### TASK PROMPT
Search the listing below for the string "stroller", then copy every line it appears in.

### DATA
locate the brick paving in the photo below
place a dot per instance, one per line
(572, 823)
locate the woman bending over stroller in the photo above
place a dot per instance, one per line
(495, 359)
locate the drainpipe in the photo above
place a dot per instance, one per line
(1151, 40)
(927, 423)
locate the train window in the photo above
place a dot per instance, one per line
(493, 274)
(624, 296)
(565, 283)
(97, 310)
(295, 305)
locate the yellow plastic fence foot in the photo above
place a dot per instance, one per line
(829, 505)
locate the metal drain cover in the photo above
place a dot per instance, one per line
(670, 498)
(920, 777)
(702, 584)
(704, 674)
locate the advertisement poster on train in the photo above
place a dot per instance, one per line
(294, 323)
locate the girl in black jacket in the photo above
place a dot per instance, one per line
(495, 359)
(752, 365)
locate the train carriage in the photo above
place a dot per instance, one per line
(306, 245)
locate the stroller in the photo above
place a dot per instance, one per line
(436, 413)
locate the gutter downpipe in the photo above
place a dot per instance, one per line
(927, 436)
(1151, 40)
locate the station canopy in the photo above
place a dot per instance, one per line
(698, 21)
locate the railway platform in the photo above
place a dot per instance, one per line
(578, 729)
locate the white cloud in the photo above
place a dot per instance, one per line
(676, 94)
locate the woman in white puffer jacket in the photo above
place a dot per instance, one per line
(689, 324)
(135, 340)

### OUTPUT OF THE EXERCISE
locate the woman bending over stroller in the photo above
locate the stroller in the photo above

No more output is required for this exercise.